• **Work to do**: Count the lines in the data below that contain the string "foliage", matching case exactly, and reply with only that number.

• **Task inputs**:
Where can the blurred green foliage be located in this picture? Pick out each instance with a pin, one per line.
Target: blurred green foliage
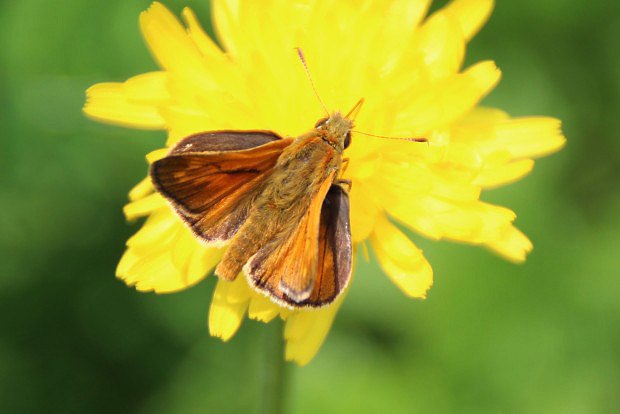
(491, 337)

--

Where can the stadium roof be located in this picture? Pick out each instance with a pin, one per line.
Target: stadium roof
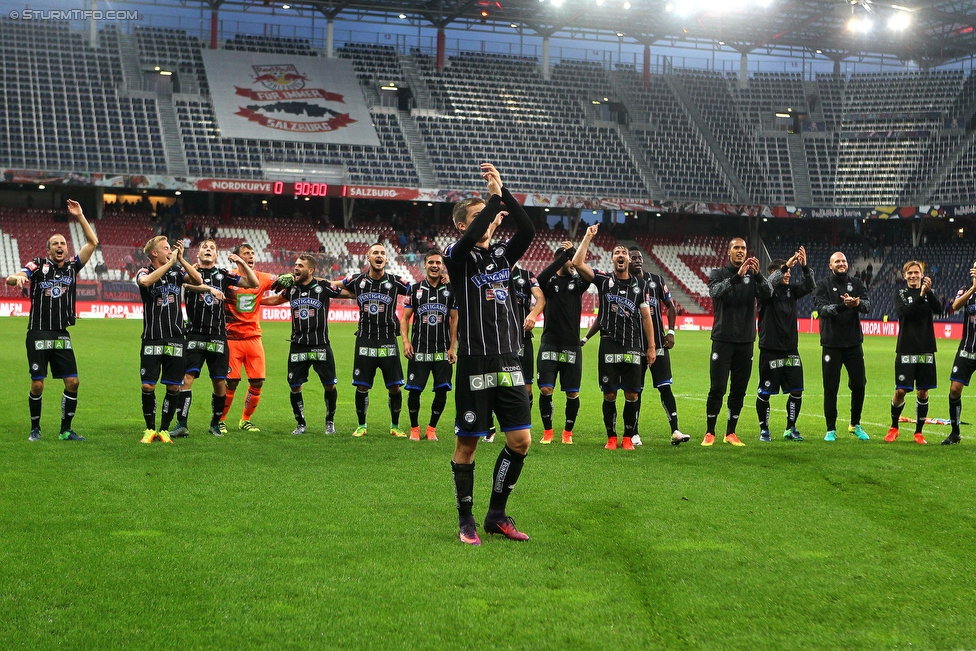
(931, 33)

• **Answer to the problem**: 2